* **TASK DATA**:

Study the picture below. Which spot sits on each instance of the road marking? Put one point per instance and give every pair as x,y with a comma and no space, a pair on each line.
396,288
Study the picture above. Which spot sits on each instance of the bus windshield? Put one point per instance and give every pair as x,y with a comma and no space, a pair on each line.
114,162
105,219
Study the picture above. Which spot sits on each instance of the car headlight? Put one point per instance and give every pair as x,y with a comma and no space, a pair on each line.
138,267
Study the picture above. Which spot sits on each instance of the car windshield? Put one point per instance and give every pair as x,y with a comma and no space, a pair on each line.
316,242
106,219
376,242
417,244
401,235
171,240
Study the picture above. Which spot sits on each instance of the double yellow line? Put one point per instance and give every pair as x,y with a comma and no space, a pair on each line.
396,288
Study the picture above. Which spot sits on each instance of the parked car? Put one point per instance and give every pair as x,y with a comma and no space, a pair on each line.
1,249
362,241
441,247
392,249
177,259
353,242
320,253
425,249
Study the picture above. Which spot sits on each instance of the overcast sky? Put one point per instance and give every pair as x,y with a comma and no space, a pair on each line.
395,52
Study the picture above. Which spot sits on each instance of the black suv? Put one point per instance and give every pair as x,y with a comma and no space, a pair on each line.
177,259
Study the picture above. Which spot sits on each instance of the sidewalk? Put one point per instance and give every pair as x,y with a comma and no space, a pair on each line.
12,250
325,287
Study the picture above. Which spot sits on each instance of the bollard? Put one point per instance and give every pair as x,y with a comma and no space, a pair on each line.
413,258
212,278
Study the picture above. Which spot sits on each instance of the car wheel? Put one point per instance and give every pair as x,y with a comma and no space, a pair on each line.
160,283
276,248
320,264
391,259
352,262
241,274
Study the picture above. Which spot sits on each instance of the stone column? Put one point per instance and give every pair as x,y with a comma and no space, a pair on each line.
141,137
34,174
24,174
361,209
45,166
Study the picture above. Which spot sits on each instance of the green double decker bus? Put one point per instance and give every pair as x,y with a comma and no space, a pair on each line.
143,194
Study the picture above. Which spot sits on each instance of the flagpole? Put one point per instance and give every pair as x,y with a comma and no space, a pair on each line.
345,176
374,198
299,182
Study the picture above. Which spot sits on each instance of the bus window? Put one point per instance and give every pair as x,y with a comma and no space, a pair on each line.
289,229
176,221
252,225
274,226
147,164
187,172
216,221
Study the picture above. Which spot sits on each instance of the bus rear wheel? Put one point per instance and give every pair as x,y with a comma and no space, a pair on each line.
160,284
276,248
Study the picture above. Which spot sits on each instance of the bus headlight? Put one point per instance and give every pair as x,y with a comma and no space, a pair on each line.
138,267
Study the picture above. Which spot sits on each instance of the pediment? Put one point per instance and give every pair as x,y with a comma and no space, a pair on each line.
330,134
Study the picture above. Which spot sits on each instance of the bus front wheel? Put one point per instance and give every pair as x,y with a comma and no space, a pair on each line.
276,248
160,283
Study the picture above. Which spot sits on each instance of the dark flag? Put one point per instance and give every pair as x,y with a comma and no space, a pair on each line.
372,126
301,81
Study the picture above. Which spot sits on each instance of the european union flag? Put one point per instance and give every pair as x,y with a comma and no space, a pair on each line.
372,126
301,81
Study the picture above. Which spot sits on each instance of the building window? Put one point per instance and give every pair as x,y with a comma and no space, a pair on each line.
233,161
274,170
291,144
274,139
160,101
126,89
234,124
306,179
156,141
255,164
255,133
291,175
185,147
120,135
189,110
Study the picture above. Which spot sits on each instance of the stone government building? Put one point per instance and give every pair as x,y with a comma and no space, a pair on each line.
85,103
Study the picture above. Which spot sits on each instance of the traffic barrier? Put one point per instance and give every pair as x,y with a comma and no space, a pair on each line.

* **TASK TO COMPLETE**:
Reproduce the listing above word for word, starting with the line that contains "the bus headlight?" and continuing to the final line of the listing.

* **ANSWER**:
Study the picture above. Which spot sits on each instance of the bus headlight? Put one point per instance and give every pair as x,y with a comma and no space, a pair on each line.
138,267
Study the picture above. Which spot sits on each instance of the pediment? Put one point per instance and give every pair as x,y with a comma and no space, a pair on each line.
330,134
Study the picture above. Which spot sits on each instance of the bus front wheel? Put one point per instance and give every pair as x,y with a comma and no space, a pair on each line.
276,248
160,283
Study the picture above. Which spot sits on each instance of the dark flag? Put one point per instance and give every pair as x,y with a comma and no space, a pair on each line.
372,126
301,81
Study the picture above. Which spot sits on each instance of the european union flag? Put one point per instance and give every pair as x,y with a comma and no space, a pair on each line.
372,126
301,81
Study the picture above. Which spot sits on each instance of the building window? Put one point per instance and give every pair as x,y with a comma and no space, a pair on each line.
233,161
274,170
291,144
274,139
160,101
126,89
234,124
306,179
156,141
255,164
255,133
291,175
185,147
120,135
189,110
Study the picture above. Which spot sits on each instance of the stone government building? Put one point per instance and give every pair as x,y with a comma and no space, a pair on each line.
85,103
Study the picture above. Which spot sits on each instance of the traffic barrier? Put one point per instance and give every pair as x,y with a comma and no space, a pair on each line.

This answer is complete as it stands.